## GOAL
Set out every line of the items below as a Markdown table with the columns Index and Content, where Index holds the row number and Content holds the line, omitting blank lines.

## RECORDS SUPPLIED
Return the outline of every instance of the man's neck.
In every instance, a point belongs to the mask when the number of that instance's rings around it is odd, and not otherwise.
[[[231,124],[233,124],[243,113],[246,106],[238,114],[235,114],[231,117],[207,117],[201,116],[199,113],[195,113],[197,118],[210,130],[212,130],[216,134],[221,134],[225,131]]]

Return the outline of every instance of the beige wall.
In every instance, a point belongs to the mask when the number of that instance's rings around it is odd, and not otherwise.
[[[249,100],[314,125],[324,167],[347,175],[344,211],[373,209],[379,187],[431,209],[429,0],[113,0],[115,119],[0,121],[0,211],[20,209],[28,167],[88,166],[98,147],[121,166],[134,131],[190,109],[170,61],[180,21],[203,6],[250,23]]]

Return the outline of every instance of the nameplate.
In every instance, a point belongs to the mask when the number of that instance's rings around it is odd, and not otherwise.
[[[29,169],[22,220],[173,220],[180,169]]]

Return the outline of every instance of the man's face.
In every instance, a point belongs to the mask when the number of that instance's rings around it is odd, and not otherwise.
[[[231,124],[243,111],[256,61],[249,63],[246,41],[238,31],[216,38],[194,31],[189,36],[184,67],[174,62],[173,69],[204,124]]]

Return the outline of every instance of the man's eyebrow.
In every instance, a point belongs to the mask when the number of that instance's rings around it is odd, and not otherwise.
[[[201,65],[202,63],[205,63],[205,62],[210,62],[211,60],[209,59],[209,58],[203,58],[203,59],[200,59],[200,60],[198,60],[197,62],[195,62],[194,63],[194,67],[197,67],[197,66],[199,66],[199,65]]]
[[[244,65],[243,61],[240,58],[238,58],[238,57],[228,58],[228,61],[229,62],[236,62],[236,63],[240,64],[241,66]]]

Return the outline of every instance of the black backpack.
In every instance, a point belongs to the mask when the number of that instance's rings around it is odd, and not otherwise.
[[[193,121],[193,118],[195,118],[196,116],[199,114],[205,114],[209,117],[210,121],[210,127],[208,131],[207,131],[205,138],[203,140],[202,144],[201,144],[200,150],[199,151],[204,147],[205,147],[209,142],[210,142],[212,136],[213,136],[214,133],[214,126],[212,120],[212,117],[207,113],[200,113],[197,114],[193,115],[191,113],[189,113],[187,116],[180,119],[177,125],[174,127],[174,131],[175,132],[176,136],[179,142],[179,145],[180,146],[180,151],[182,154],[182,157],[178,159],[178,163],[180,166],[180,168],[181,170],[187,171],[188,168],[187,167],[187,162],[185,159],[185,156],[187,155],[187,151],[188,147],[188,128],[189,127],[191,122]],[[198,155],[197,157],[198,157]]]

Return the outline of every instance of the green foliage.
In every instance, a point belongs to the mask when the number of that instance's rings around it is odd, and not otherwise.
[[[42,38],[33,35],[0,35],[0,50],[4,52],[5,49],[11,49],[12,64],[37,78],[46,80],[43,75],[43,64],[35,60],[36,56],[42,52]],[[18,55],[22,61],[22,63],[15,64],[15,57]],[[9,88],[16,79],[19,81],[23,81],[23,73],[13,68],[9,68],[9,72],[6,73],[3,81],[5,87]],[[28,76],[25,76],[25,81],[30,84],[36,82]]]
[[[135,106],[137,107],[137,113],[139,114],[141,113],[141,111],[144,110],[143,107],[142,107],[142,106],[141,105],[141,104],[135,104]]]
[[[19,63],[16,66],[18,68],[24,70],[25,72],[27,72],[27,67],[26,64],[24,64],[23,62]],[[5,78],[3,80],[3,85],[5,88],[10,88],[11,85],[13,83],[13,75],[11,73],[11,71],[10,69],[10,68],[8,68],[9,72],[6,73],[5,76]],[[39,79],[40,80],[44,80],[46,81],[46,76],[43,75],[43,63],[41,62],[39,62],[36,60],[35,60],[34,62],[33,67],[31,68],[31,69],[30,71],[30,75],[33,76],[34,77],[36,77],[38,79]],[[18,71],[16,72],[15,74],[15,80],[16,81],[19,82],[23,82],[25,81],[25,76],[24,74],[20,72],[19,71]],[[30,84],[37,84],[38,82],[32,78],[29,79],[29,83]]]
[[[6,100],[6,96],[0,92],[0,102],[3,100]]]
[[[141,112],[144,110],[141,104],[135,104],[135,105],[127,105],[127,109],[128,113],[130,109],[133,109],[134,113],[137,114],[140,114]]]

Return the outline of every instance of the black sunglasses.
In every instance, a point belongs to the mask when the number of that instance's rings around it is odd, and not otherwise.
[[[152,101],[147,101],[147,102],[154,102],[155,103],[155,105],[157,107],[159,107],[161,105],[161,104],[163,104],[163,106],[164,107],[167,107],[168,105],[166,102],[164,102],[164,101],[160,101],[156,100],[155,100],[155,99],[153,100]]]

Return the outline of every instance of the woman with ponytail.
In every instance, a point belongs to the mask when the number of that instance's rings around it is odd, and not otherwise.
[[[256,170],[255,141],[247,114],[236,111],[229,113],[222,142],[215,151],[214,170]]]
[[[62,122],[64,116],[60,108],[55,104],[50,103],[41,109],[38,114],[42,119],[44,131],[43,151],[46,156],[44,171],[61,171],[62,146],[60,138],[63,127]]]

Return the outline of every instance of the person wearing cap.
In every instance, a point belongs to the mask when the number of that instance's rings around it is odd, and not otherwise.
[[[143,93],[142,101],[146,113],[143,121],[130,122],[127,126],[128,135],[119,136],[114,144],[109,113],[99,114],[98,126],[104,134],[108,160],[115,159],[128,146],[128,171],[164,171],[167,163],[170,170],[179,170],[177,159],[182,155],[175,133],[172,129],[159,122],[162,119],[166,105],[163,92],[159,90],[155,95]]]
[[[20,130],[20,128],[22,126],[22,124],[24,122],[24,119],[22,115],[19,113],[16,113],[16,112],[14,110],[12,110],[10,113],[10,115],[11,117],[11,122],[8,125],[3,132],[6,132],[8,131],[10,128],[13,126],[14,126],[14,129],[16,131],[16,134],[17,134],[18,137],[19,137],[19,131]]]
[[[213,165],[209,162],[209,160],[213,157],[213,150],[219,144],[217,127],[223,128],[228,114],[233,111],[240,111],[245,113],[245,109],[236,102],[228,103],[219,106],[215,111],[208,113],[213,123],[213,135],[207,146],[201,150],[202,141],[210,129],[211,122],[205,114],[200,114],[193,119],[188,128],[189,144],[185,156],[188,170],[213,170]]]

## OUTPUT
| Index | Content |
|---|---|
| 1 | Return the outline of every instance of the man's neck. |
| 2 | In every instance, a point belongs to the mask when the number of that instance's rings around it is odd, and not otherwise. |
| 3 | [[[231,124],[233,124],[243,113],[246,106],[238,114],[235,114],[231,117],[207,117],[201,116],[199,113],[195,113],[197,118],[210,130],[212,130],[216,134],[221,134],[225,131]]] |
| 4 | Return the outline of every instance of the beige wall. |
| 5 | In every instance, a point belongs to the mask when the number of that instance's rings around it is odd, and not otherwise. |
| 6 | [[[249,100],[314,125],[324,167],[347,175],[344,211],[373,209],[379,187],[431,209],[429,0],[113,0],[115,119],[0,121],[0,211],[20,209],[28,167],[88,166],[98,147],[121,166],[134,131],[190,109],[170,61],[180,21],[203,6],[250,23]]] |
| 7 | Return the outline of every instance of the nameplate. |
| 8 | In every instance, a point belongs to the mask when the number of that instance's rings around it is odd, and not otherwise. |
| 9 | [[[29,169],[22,220],[173,220],[180,169]]] |
| 10 | Return the outline of every instance of the man's face. |
| 11 | In every instance, a point belongs to the mask when the number of that instance's rings around it is odd, and not otherwise. |
| 12 | [[[231,124],[243,111],[256,61],[249,63],[246,41],[238,31],[216,38],[194,31],[189,36],[184,67],[174,62],[173,69],[204,124]]] |
| 13 | Return the outline of every instance of the man's eyebrow. |
| 14 | In every instance, a point belongs to the mask when the number of that instance's rings around it is odd, and not otherwise. |
| 15 | [[[201,65],[202,63],[205,63],[205,62],[210,62],[211,60],[209,59],[209,58],[203,58],[203,59],[200,59],[200,60],[198,60],[197,62],[195,62],[194,63],[194,67],[197,67],[197,66],[199,66],[199,65]]] |
| 16 | [[[244,65],[243,61],[240,58],[238,58],[238,57],[228,58],[228,61],[229,62],[236,62],[236,63],[240,64],[241,66]]] |
| 17 | Return the outline of every instance of the black backpack. |
| 18 | In every instance, a point belongs to the mask when the number of that instance's rings around it is odd, and not otherwise. |
| 19 | [[[193,121],[193,118],[195,118],[196,116],[199,114],[205,114],[209,117],[210,121],[210,127],[208,131],[207,131],[205,138],[203,140],[202,144],[201,144],[200,150],[199,151],[204,147],[205,147],[209,142],[210,142],[212,136],[213,136],[214,133],[214,126],[212,120],[212,117],[207,113],[200,113],[197,114],[193,115],[191,113],[189,113],[187,116],[180,119],[177,125],[174,127],[174,131],[175,132],[176,136],[179,142],[179,145],[180,146],[180,151],[182,154],[182,157],[178,159],[178,163],[180,166],[180,168],[181,170],[187,171],[188,168],[187,167],[187,162],[185,159],[185,156],[187,155],[187,151],[188,147],[188,128],[189,127],[191,122]],[[198,155],[197,157],[198,157]]] |
| 20 | Return the outline of every instance of the green foliage. |
| 21 | In every instance, a point belongs to the mask when the number of that instance's rings around it is odd, and not otherwise. |
| 22 | [[[42,38],[33,35],[0,35],[0,50],[4,52],[5,49],[11,49],[12,64],[37,78],[46,80],[43,75],[43,64],[35,60],[36,56],[42,52]],[[18,55],[22,61],[22,63],[15,64],[15,57]],[[9,88],[16,79],[19,81],[23,81],[23,73],[13,68],[9,68],[9,72],[6,73],[3,81],[5,87]],[[28,76],[25,76],[25,81],[30,84],[36,82]]] |
| 23 | [[[135,106],[137,107],[137,113],[139,114],[141,113],[141,111],[144,110],[143,107],[142,107],[142,106],[141,105],[141,104],[135,104]]] |
| 24 | [[[19,63],[16,66],[18,68],[24,70],[25,72],[27,72],[27,67],[26,64],[24,64],[23,62]],[[5,78],[3,80],[3,85],[5,88],[10,88],[11,85],[13,83],[13,75],[11,73],[11,71],[10,69],[10,68],[8,68],[9,72],[6,73],[5,76]],[[39,79],[40,80],[44,80],[46,81],[46,76],[43,75],[43,63],[41,62],[39,62],[36,60],[35,60],[34,62],[33,67],[31,68],[31,69],[30,71],[30,75],[33,76],[34,77],[36,77],[38,79]],[[18,71],[16,72],[15,74],[15,80],[16,81],[19,82],[23,82],[25,81],[25,76],[24,74],[20,72],[19,71]],[[30,84],[37,84],[38,82],[32,78],[29,79],[29,83]]] |
| 25 | [[[6,100],[6,96],[0,92],[0,102],[3,100]]] |
| 26 | [[[141,112],[144,110],[141,104],[135,104],[135,105],[127,105],[127,109],[128,113],[130,109],[133,109],[134,113],[137,114],[140,114]]] |
| 27 | Return the outline of every instance of the black sunglasses. |
| 28 | In every instance, a point belongs to the mask when the number of that instance's rings around it is odd, and not otherwise. |
| 29 | [[[152,101],[147,101],[147,102],[154,102],[155,103],[155,105],[157,107],[159,107],[161,105],[161,104],[163,104],[163,106],[164,107],[167,107],[168,105],[166,102],[164,102],[164,101],[160,101],[156,100],[155,100],[155,99],[153,100]]] |
| 30 | Return the outline of every instance of the woman with ponytail. |
| 31 | In every instance, a point belongs to the mask when the number of that instance's rings around it is odd, and not otherwise. |
| 32 | [[[256,170],[255,141],[247,114],[236,111],[229,113],[222,142],[215,151],[214,170]]] |
| 33 | [[[62,122],[64,116],[60,108],[55,104],[50,103],[41,109],[38,114],[42,119],[44,131],[43,151],[46,156],[44,171],[61,171],[62,146],[60,138],[63,127]]] |
| 34 | Return the outline of every instance of the person wearing cap. |
| 35 | In every instance, a point belongs to the mask when the number of that instance's rings around it is odd, and not otherwise. |
| 36 | [[[143,93],[142,101],[146,113],[143,121],[130,122],[127,126],[128,135],[119,136],[114,144],[109,113],[99,114],[98,126],[104,134],[108,160],[115,159],[128,146],[128,171],[164,171],[167,163],[170,170],[179,170],[177,159],[182,155],[175,133],[172,129],[159,122],[162,119],[166,105],[163,92],[159,90],[155,95]]] |
| 37 | [[[20,130],[20,128],[22,126],[22,124],[24,122],[24,119],[22,115],[19,113],[16,113],[16,112],[14,110],[12,110],[10,113],[10,115],[11,117],[11,122],[8,125],[3,132],[6,132],[8,131],[10,128],[13,126],[14,126],[14,129],[16,131],[16,134],[17,134],[18,137],[19,137],[19,131]]] |
| 38 | [[[213,165],[209,162],[209,160],[213,157],[213,150],[219,144],[217,127],[223,128],[228,114],[233,111],[240,111],[245,113],[245,109],[236,102],[228,103],[219,106],[215,111],[208,113],[213,123],[213,135],[207,146],[201,150],[202,141],[210,129],[211,122],[205,114],[200,114],[193,119],[188,128],[189,144],[185,156],[188,170],[213,170]]] |